Written task> Count the lines below that contain the string "every", matching case exactly, and reply with the number alone.
-- BEGIN --
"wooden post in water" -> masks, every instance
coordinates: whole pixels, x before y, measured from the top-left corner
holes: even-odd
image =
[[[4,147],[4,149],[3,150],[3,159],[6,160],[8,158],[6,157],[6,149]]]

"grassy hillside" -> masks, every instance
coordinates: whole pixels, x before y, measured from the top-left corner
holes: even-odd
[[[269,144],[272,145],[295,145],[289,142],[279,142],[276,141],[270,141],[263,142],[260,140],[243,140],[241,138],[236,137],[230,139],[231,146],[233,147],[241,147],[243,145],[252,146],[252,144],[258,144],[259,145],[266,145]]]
-- END --
-- BEGIN --
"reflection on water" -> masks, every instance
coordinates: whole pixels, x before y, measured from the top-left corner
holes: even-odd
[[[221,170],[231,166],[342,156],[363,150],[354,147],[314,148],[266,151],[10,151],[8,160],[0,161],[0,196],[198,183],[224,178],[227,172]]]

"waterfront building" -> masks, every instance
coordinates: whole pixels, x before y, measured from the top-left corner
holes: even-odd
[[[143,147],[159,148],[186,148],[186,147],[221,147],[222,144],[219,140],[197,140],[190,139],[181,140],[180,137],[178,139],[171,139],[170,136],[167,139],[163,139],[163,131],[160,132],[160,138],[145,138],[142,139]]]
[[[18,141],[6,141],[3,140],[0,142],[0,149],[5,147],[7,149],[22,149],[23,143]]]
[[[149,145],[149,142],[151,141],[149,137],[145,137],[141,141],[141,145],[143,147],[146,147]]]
-- END --
Task response> 4